**Exercise directions**
Go through the records and filter out every line lacking the word "black"; copy the lines that remain.

==========

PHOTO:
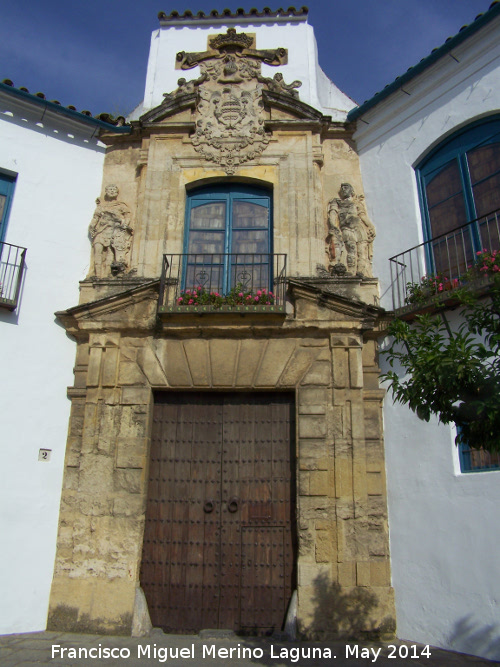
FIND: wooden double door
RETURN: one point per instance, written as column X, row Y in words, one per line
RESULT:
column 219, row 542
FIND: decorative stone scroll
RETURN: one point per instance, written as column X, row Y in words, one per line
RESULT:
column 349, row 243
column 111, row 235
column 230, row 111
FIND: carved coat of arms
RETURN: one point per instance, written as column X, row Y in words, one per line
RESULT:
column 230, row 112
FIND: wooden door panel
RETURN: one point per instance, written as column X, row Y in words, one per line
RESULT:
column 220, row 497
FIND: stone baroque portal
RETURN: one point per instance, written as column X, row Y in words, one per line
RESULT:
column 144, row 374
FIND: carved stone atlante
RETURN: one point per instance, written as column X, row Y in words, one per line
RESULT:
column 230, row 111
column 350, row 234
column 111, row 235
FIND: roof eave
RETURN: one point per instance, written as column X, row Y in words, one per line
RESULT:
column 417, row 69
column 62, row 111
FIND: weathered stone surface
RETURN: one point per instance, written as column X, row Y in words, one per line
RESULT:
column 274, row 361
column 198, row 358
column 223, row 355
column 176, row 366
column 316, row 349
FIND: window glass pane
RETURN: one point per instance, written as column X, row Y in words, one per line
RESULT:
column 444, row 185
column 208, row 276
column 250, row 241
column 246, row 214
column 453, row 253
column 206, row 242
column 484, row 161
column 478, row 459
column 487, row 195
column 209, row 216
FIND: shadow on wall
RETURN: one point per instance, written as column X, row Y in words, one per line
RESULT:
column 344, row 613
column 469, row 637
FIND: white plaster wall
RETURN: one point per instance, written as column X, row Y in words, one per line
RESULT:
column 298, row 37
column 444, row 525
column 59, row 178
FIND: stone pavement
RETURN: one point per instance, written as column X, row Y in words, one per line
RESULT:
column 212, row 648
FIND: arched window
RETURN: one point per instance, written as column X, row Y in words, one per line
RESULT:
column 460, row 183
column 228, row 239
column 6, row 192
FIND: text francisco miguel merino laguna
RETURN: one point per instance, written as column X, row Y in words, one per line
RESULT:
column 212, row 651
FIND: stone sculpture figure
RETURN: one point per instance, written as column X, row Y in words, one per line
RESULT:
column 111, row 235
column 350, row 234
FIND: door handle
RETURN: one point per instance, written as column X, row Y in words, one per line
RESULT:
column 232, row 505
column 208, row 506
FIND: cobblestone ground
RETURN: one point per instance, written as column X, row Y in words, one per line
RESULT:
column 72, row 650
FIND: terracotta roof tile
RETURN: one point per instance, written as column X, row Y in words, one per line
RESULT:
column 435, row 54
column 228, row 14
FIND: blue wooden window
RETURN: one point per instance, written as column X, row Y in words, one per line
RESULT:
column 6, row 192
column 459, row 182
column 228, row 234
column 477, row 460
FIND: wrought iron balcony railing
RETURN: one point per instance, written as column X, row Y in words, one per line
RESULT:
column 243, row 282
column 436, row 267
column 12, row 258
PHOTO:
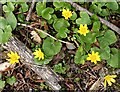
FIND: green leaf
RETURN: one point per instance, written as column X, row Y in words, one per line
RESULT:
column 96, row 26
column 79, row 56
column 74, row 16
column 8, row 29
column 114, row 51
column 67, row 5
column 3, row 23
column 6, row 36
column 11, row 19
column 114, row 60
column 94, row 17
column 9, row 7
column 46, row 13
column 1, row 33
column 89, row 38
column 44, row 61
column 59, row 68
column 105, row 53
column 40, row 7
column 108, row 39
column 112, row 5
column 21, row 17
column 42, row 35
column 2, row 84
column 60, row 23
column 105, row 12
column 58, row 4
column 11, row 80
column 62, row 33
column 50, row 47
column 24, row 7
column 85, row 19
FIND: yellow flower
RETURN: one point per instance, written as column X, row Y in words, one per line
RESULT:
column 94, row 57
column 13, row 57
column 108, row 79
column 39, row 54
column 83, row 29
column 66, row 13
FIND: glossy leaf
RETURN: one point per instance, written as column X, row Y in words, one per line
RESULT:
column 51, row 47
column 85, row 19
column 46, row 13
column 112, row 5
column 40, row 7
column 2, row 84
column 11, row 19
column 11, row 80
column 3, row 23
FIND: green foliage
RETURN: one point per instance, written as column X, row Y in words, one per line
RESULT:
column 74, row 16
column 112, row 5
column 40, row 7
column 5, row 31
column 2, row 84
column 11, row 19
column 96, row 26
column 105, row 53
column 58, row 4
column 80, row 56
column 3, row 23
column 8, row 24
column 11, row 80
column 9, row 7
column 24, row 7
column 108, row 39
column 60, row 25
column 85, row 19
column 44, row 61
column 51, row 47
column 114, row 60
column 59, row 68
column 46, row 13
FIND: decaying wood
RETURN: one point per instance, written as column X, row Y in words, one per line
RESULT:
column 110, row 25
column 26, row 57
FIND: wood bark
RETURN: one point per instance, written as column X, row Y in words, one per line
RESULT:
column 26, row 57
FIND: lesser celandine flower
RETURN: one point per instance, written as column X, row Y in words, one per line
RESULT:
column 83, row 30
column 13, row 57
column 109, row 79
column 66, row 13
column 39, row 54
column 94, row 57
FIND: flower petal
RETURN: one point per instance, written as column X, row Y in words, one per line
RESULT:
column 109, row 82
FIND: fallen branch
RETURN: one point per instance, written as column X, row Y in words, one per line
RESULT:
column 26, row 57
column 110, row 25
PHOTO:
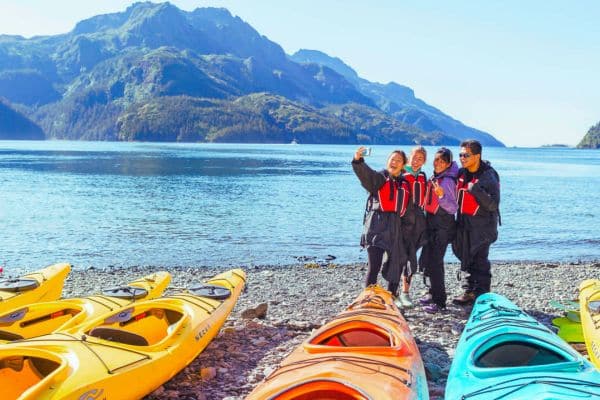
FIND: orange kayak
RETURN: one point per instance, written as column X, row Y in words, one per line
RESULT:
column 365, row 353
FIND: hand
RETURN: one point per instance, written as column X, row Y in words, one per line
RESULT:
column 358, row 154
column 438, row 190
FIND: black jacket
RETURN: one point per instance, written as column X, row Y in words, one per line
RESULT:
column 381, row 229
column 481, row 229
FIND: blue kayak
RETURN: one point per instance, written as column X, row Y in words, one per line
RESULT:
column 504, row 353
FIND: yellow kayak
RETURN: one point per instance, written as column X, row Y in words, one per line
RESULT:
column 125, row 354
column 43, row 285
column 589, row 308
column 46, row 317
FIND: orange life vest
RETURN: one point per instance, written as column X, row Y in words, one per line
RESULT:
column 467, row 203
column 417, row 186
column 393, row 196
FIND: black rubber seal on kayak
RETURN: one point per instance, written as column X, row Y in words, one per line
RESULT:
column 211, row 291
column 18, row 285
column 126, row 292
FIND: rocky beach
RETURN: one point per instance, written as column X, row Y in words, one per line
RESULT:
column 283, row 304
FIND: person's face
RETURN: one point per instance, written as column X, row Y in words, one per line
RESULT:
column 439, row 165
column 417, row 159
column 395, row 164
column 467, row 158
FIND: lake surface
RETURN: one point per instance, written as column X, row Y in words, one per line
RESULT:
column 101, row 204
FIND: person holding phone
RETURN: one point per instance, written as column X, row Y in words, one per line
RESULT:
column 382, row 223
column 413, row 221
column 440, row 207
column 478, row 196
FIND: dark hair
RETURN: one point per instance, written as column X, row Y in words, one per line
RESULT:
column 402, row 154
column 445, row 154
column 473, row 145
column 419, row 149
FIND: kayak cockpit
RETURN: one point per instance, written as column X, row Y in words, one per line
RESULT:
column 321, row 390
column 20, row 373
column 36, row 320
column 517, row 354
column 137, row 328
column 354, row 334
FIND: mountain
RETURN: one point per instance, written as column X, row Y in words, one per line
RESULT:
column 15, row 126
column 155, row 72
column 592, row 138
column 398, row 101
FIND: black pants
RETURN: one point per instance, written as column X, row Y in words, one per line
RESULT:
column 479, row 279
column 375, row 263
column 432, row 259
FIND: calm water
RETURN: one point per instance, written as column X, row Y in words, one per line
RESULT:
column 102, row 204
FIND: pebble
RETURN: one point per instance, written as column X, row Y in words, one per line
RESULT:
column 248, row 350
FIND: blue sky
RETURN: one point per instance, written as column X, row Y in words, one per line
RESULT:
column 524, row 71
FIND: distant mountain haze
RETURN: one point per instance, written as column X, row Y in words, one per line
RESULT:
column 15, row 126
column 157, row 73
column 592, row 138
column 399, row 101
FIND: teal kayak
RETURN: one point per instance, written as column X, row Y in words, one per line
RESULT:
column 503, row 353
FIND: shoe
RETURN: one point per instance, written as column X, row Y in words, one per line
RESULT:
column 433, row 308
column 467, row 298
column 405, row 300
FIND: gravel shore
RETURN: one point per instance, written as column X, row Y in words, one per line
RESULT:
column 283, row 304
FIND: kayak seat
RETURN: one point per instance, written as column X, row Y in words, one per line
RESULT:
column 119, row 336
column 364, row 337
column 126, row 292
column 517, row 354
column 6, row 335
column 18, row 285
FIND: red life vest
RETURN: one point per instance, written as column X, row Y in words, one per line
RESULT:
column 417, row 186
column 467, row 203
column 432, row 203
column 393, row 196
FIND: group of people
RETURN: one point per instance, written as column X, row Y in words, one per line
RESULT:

==========

**Output of the task**
FIND: black jacket
FIND: black rubber seal on kayak
FIND: black pants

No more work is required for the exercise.